[Records from a collection]
++++++

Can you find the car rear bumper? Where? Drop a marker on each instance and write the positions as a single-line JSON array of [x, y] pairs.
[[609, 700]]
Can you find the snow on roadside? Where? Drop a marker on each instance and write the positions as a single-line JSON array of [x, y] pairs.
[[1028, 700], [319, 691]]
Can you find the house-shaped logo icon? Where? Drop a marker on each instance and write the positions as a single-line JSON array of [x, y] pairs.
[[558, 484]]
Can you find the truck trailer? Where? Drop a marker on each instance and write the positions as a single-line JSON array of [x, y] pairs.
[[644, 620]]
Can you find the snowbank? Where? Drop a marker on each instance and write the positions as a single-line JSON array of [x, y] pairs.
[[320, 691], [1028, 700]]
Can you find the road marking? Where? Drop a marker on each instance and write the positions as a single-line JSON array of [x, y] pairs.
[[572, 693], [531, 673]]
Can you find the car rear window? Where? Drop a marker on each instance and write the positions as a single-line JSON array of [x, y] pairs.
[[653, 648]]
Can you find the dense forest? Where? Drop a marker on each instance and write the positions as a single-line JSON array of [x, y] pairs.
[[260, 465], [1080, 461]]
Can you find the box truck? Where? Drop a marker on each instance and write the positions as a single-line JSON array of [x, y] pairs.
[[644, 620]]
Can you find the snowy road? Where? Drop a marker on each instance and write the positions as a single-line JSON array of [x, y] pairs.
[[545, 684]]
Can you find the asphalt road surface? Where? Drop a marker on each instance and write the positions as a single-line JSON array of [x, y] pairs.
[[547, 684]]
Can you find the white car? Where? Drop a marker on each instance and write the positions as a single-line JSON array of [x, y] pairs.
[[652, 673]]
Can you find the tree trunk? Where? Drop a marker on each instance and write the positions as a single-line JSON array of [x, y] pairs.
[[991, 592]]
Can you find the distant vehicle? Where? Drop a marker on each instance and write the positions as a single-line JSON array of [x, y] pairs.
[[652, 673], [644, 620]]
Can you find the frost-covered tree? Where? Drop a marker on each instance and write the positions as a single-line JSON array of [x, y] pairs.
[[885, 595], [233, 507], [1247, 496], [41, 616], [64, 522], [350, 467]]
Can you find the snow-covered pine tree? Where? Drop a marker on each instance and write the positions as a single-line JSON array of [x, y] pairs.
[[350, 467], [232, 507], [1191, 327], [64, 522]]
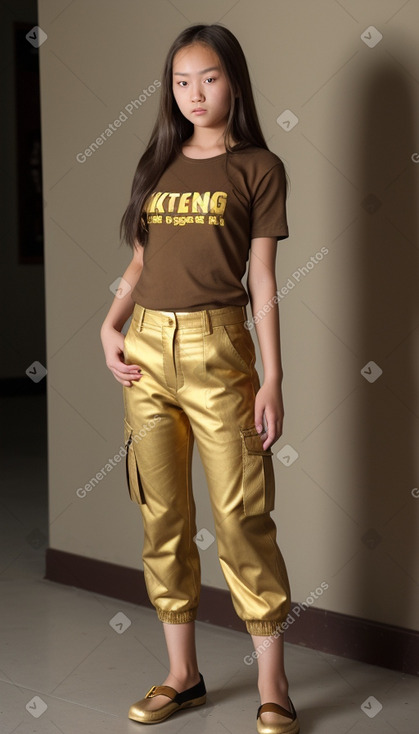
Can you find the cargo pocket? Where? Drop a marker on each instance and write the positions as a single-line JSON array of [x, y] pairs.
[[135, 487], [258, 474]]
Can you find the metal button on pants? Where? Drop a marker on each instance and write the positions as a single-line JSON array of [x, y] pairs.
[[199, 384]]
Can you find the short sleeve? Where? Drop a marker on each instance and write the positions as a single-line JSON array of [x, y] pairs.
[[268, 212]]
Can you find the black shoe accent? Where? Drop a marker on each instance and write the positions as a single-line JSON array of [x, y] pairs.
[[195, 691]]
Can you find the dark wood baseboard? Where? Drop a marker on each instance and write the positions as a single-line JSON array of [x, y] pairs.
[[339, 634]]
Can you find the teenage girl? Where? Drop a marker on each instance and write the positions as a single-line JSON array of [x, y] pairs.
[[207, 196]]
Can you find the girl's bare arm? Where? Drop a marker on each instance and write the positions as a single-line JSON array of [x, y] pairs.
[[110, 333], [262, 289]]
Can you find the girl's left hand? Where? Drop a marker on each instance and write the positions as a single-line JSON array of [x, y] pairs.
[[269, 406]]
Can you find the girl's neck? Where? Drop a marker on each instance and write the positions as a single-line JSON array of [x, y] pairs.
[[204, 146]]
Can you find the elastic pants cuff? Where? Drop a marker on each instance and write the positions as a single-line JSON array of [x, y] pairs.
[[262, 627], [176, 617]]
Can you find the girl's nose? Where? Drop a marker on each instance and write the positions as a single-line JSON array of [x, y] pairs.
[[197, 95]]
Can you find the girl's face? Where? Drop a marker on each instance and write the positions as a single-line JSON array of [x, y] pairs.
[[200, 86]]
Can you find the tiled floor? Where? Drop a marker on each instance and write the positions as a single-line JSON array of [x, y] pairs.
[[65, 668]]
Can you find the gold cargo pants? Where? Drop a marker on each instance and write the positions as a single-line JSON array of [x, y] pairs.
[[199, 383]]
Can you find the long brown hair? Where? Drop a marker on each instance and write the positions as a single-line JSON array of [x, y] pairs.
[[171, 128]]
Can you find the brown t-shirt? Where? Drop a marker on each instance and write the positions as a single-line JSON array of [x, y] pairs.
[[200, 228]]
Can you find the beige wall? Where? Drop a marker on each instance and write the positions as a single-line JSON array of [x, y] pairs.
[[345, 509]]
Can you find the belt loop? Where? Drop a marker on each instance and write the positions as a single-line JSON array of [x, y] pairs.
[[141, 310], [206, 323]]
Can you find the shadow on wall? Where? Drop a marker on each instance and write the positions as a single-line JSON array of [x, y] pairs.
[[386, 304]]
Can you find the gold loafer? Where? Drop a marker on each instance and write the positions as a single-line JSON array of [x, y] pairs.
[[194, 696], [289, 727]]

++++++

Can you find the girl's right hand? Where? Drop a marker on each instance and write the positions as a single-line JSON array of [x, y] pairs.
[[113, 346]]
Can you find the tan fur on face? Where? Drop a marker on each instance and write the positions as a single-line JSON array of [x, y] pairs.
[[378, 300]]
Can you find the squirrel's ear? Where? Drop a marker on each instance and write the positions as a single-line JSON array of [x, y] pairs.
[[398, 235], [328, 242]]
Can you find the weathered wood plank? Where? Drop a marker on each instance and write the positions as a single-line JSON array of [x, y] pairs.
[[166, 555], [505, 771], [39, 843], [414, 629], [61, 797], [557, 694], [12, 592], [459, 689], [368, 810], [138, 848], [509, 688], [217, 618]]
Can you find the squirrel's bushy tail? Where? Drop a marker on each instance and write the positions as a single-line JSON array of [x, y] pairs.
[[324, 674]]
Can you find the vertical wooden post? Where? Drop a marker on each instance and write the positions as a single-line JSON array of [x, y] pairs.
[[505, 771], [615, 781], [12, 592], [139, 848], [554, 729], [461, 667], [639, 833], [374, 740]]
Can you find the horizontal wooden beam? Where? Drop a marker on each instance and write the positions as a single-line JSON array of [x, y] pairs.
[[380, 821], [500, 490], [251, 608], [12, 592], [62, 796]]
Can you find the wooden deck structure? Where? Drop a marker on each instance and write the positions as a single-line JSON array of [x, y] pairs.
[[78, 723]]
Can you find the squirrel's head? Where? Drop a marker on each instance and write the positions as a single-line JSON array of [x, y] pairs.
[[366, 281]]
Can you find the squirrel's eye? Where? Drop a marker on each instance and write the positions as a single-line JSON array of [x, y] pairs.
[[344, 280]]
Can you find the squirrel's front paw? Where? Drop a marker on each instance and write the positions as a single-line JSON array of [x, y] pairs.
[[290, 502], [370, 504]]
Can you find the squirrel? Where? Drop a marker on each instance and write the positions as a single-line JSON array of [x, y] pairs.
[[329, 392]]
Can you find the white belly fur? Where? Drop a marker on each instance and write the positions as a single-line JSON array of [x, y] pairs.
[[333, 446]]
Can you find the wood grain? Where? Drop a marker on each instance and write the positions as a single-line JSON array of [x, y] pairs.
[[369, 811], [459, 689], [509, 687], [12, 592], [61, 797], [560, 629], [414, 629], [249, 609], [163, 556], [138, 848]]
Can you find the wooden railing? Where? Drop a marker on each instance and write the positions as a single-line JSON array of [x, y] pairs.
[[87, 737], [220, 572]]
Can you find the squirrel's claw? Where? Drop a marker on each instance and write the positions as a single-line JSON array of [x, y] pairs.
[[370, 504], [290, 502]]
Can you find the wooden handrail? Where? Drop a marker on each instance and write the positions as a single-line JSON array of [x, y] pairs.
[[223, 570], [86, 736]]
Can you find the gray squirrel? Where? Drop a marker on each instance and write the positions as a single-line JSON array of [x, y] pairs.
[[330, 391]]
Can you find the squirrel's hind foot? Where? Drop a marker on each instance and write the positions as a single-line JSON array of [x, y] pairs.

++++++

> **Exercise aim**
Reproduce the rows above word for word, starting at the line that contains "Can you find the tree" and ending at the line that contains "522], [350, 467]]", with both of those lines included.

> **Result**
Can you find the tree trunk? Where? Drop a marker on each instance and write the positions as a single-line JSON array of [x, y] pairs.
[[991, 592]]
Can you find the distant vehicle? Where? Drop a marker on each instance and write the positions as a single-line JSON array of [x, y] pairs.
[[652, 673], [644, 620]]
Can you find the frost-covered tree? Where? Drop a marker on each instance and write the positions as a single-line JSON array of [x, y] pairs.
[[885, 595], [233, 507], [1247, 496], [41, 616], [64, 522], [350, 467]]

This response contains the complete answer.